TASK STATEMENT:
Extend the passage on China's Belt and Road Initiative, picking up right after its final sentence.

PASSAGE:
--- Start ---

China's Belt and Road Initiative (BRI) is a global development strategy adopted by the Chinese government in 2013. It involves infrastructure developments and investments in nearly 70 countries and international organizations. The name was coined by China's President Xi Jinping as he drew inspiration from the concept of the Silk Road which was established during the Han Dynasty around 2,000 years ago. Xi's plan is to build a Silk Road Economic Belt and a Maritime Silk Road in order to promote economic co-operation and connectivity through infrastructure investment among the countries along the routes. The goal is not only to expand infrastructure in developing countries but also to win over local populations and governments by funneling investment, jobs and economic growth in their direction. The countries covered by the initiative have a combined population of over 4.8 billion people which is more than half of the population of the planet. The economies it covers are worth around $21 trillion and account for 62% of the world's GDP. In 2017, $900 billion in projects were already planned or underway with China sinking this money into ports, railways and energy projects across Asia, Africa and Europe. The path forward has been bumpy though, with questions regarding the commercial value of certain projects. There are also concerns of the initiative being a backdoor for sinister geopolitical ambitions which have undercut Beijing's official rhetoric of “win-win” cooperation. This has been illustrated by the uncertainty surrounding its plans.
It has been described as a Chinese Marshall Plan, a state-backed campaign for global dominance and a massive marketing campaign for something that was already happening – Chinese investment around the world. But unlike the Marshall Plan, which mainly dispersed aid in the form of grants that did not have to be repaid, China uses loans that often come at commercial interest rates. BRI spending in developing countries has raised serious concerns about debt sustainability. Beijing's most persuasive tool is not reason but resources. Dangling attractive infrastructure loans in many areas that lack viable resources, China has successfully persuaded countries to accept terms that would otherwise be difficult to swallow. The contract behind a troubled highway project in Montenegro for example, not only gives Chinese workers the lion's share of the work but also requires any disputes to be settled in Chinese courts. International companies are likely to find those requirements too risky but perhaps that too is part of the strategy for favoring Chinese firms.

--- End ---

SUPPLIED DATA:
--- Start ---

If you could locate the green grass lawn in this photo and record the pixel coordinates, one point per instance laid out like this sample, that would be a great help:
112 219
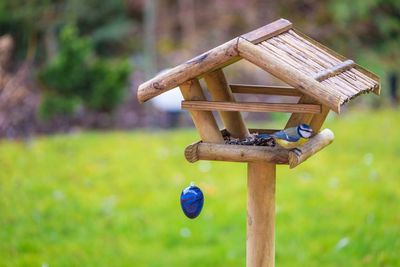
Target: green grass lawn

--- End ---

EXPECTED ANSWER:
China's dominance in the construction sector comes at the expense of local contractors in partner countries. The vast sums raked in by Chinese firms are at odds with the official rhetoric that Belt and Road is open to global participation and suggests that the initiative is motivated by factors other than trade, such as China's need to combat excess capacity at home. The president of the EU Chamber of Commerce in China criticized the BRI saying it has “been hijacked by Chinese companies, which have used it as an excuse to evade capital controls, smuggling money out of the country by disguising it as international investment and partnerships.”
But none of this comes without risk for the participating countries. Debt-traps loom large as some have already found out. Sri Lanka accepted billions of dollars of loans from China for infrastructure projects including a new port that feasibility studies said wouldn't work. The government ended up leasing the port back to a Chinese company but with Sri Lanka still being deeply indebted to China.
In 2018, Malaysia cancelled BRI projects due to bankruptcy fears. The then prime minister Mahathir Mohamad said the East Coast Rail Link and a gas pipeline project would be cancelled to reduce Malaysia's debts. He argued that they didn't benefit Malaysia because they were too expensive and failed to create local employment. During a press conference he said he did not want to see Malaysia become a bankrupt country and Mahathir blamed his predecessor Najib Razak, who is facing corruption charges, for entering into the lopsided deals with Chinese companies which had no exit clauses. He was quoted by the South China Morning Post as saying “If we have to pay compensation, we have to pay….We must find a way to exit these projects….this is our people's stupidity.” Mahathir warned against a new version of colonialism in an apparent reference to the debt burdens some countries were facing after accepting Chinese investment under the Belt and Road Initiative. Malcolm Cook, senior fellow at ISEAS-Yusof Ishak Institute in Singapore said “Prime Minister Mahathir has always been known to say what others may be thinking but are afraid to say.”
The Center for Global Development found that some Belt and Road countries were at risk of not being able to pay their loans. Being some of the poorest in the region, Djibouti, Kyrgyzstan, Laos, the Maldives, Mongolia, Montenegro, Pakistan and Tajikistan owe more than half of their foreign debt to China. China is seen as using debt-trap diplomacy to get strategic concessions on territorial disputes or achieve silence on human rights violations. In 2011, China wrote off an undisclosed debt owed by Tajikistan in exchange for just over 1,000 square kilometers of disputed territory.
Scott Morris, one of the authors of the Washington Center for Global Development report said
“There are some extreme cases where China lends into very high risk environments and it would seem that the motivation is something different. In these situations, the leverage China has as lender is used for purposes unrelated to the original loan.”
Many countries will need support to service BRI loans and will no doubt turn to the IMF. The IMF has scrutinized multiple aspects of the BRI and repeatedly warned of unsustainable debt levels, predatory lending and the lack of project transparency. The IMF will request greater clarity on foreign currency payments including details of BRI loans before authorizing a credit line and there is a possibility of disagreement between the IMF and China over the future of BRI projects in debt-distressed countries. Chinese loans violate several international lending best practices involving procurement, transparency and dispute settlement. Chinese contractors dominate infrastructure projects and China-funded loans are less transparent than those from multilateral development banks. China has also enshrined BRI into its constitution, putting pressure on state companies and officials to continue lending.
“China wrote Belt and Road Initiative into the party constitution. That makes it riskier than ever,”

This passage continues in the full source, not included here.